* _CONSIGNE_
Prolongez le texte ci-dessous sur les écrivaines juives italiennes en reprenant juste après sa dernière phrase.

* _TEXTE FOURNI_
Moins dramatique fut le parcours de Sarra Copia Sullam (1592-1661). C’est, sans surprise, dans l’effervescence artistique et intellectuelle de la cité des doges à Venise que la polémiste et écrivaine tient salon au début du XVIIe siècle. Peu après la découverte du poème épique intitulé Ester, Copia Sullam contacte son auteur pour le féliciter. S’entame alors une correspondance entre la poétesse et le dramaturge, prêtre de son état, Ansado Cebà. S’ils ne se rencontrent jamais, les deux personnages ne sont pas dupes de la valeur intellectuelle et littéraire de leurs échanges : leurs lettres sont déclamées dans les salons mondains, et seront plus tard publiées. Pour autant, les fréquentations de Copia Sullam avec de proéminents intellectuels chrétiens lui causent quelques soucis. Un autre prêtre, le poète Baldassare Bonifaccio l’accusera publiquement de nier le principe de l’éternité de l’âme – accusation à laquelle elle répondra avec brio en rédigeant un manifeste puisant aussi bien dans les Écritures que chez Dante et Aristote. Mais Bonifaccio, dans une tradition misogyne bien connue, dénigrera ce texte en prétextant les « émotions excessives » de son auteure, et ira paradoxalement jusqu’à affirmer que le manifeste ne peut qu’être le fruit d’un homme – témoignant inconsciemment de la qualité qu’il lui reconnaissait. Plus tard, des jaloux l’accuseront de plagiat, lui inventeront des amants, et rédigeront une grotesque pièce visant à l’humilier. Qu’importe, Copia Sullam marqua les esprits par sa verve et son talent. Si certains hommes ne purent supporter de se voir dépasser par une femme, d’autres sauront lui témoigner reconnaissance. C’est le cas du Rabbin Vénitien Leon Modena, qui lui dédie une pièce.
Enfin, impossible de prétendre présenter les écrivaines juives italiennes sans présenter Rachel Morpurgo, (1790-1871) qui incarna le tournant hébraïque que prend la poésie juive italienne à la fin du XVIIIe siècle. Née dans une famille de notables, elle étudie, aux côtés de ses frères, la Bible et ses commentaires, mais aussi le Talmud dès l’âge de 14 ans, les classiques de la pensée juive médiévale ainsi que l’italien et les mathématiques. Son cousin, le célèbre Shadal, lui offrira une copie de Zohar, œuvre qui influencera ses écrits postérieurs. La vie de Morpurgo, comme celle de tant des auteures ici présentées, est une triste incarnation des rouages par lesquels les femmes furent empêchées d’écrire que Virginia Woolf sut si bien disséquer dans son célèbre Une Chambre à Soi.

* _DOCUMENTS FOURNIS_
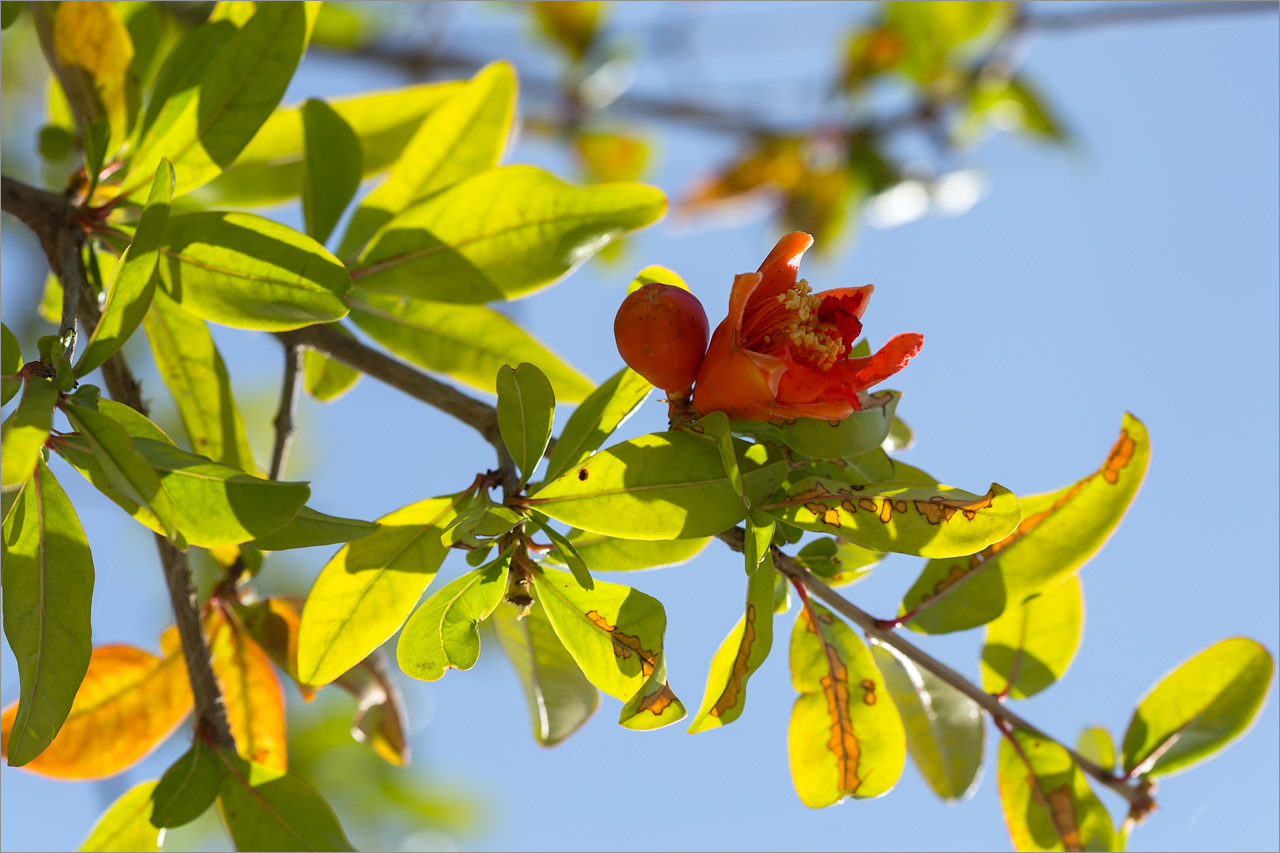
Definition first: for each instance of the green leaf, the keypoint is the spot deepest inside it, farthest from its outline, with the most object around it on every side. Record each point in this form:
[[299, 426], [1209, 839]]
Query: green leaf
[[1031, 647], [1096, 744], [202, 128], [662, 486], [615, 633], [251, 273], [48, 589], [467, 342], [1057, 534], [135, 278], [444, 632], [330, 168], [24, 432], [187, 788], [1198, 708], [126, 825], [906, 518], [369, 588], [1048, 804], [944, 726], [269, 169], [126, 469], [10, 363], [740, 655], [310, 529], [501, 235], [594, 420], [214, 505], [462, 137], [846, 737], [526, 407], [560, 697], [268, 810], [607, 553]]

* _RÉPONSE_
Si le talent de Rachel Morpurgo était manifeste, son époux lui interdit d’écrire dès leur mariage, en dehors des jours de Rosh Chodesh, ou tard le soir, à l’abri des regards. Elle ne fut publiée qu’après sa mort, et ne connut qu’une reconnaissance posthume quand celui qui deviendra grand rabbin de Rome, Vittoria Castiglioni – publia un recueil de ses poèmes, accompagné d’une biographie sous le titre de Ugav Rahel, en 1890.
Mais n’allons pas croire que seule l’Italie sut produire des poétesses. De l’autre côté de la Manche, en Angleterre des femmes juives emboîtent le pas de Jane Austen. C’est le cas de Grace Aguilar (1816 -1847) qui publie notamment Les femmes d’Israël, où elle tâche de défendre le judaïsme des accusations de misogynie de la bourgeoisie anglicane qui l’entoure. Sa mort, à 31 ans à peine, fit peut-être davantage de bruit aux États-Unis, dans le balbutiement du mouvement des suffragettes. Diverses sociétés de femmes déplorèrent ainsi la disparition « de cette championne de notre foi contre le grand Préjudice 3
».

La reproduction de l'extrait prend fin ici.